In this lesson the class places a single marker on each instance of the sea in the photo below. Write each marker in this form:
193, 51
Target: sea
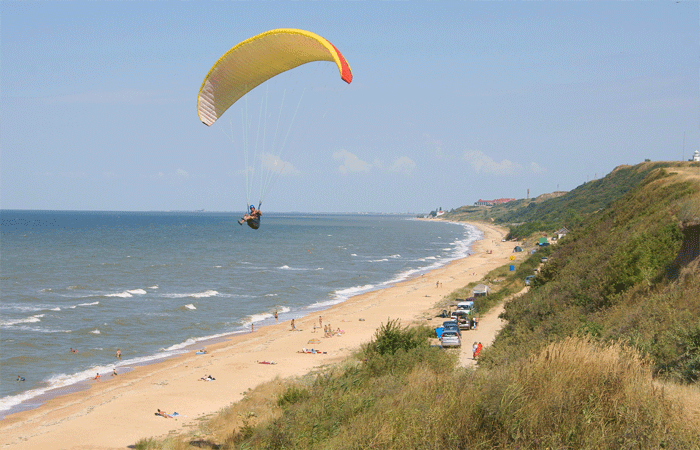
157, 284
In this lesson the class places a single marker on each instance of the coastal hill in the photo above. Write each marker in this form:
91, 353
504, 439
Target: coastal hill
603, 351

**EXERCISE AIM**
Write out all the material above again, including every request and its sample coordinates as they stand, but add -23 to each number in the answer coordinates and omit the pictures.

**RESPONSE**
In this lesson the class places a single marker on each instance of the sea in the photo below. Write each marker in this form:
193, 51
Target: sea
134, 261
In this lesson the class places a single marker on each instance of the coastal hill in the photo above. Write each marker in this form:
91, 353
504, 439
Target: coastal hill
580, 328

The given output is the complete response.